**TASK BRIEF**
Answer with one number: the count of lines in this material that hold the word "photo".

[Opening RECORDS SUPPLIED section]

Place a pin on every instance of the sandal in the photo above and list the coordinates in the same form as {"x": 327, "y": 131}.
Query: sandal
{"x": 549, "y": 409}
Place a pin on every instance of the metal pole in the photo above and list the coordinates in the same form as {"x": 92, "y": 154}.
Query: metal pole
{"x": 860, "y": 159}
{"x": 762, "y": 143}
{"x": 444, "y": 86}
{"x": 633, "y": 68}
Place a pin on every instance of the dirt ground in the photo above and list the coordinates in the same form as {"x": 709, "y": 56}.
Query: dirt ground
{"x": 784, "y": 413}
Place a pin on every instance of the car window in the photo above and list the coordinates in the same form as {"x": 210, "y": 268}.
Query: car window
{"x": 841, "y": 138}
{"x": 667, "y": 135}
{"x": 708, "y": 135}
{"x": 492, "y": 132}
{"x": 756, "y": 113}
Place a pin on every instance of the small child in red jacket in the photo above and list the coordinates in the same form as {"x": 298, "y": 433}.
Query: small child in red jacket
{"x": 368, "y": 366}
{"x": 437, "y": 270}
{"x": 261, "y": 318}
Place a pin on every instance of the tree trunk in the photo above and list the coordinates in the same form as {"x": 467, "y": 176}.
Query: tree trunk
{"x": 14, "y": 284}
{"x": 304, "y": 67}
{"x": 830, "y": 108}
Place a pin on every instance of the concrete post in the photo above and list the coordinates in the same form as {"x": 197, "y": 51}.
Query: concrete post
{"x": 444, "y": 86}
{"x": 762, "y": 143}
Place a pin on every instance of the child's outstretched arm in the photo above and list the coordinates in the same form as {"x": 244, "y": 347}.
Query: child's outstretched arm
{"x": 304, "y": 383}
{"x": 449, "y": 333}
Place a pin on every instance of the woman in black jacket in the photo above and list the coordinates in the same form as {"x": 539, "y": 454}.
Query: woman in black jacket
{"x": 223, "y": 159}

[Closing RECORDS SUPPLIED section]

**RESPONSE TO THE TASK**
9